▶ Dataset entries
--------------------
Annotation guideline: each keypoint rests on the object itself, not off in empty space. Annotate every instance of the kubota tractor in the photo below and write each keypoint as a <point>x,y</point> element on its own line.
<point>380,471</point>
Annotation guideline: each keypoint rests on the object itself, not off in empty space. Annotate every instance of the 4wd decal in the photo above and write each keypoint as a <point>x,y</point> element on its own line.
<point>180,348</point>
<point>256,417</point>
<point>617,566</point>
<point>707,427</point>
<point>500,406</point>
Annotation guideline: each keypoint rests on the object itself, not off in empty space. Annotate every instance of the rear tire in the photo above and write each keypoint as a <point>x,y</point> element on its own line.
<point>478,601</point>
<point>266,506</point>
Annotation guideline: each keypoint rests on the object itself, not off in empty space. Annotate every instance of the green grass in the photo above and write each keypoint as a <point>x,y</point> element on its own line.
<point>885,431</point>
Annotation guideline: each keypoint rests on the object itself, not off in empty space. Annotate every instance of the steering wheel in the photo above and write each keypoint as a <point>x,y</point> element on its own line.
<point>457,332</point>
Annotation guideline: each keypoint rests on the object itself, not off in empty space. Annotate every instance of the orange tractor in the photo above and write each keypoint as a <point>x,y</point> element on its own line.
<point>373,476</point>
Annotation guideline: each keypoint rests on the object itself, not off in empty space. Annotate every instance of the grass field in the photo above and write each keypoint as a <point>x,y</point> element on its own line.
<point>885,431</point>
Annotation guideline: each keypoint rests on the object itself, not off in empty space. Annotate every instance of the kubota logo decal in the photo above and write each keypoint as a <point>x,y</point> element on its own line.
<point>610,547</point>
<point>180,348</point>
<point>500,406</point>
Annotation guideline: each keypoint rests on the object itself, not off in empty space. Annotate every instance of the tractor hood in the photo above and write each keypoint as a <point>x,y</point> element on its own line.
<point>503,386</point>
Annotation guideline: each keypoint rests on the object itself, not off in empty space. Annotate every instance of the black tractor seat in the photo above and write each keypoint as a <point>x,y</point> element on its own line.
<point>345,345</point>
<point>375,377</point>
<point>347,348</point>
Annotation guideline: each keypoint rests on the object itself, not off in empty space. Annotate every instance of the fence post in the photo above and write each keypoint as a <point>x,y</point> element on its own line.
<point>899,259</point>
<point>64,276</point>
--------------------
▶ Your goal
Starting at the line that contains "of the fence" and ending at the last line of the data, repeat each line exactly; include nothing else.

▶ Written response
Annotation guideline: each keypoint rests on the object itself, not off in empty space. Annotate every instance of the fence post in the photo above and write each keypoint as a <point>x,y</point> element on its own line.
<point>899,259</point>
<point>64,276</point>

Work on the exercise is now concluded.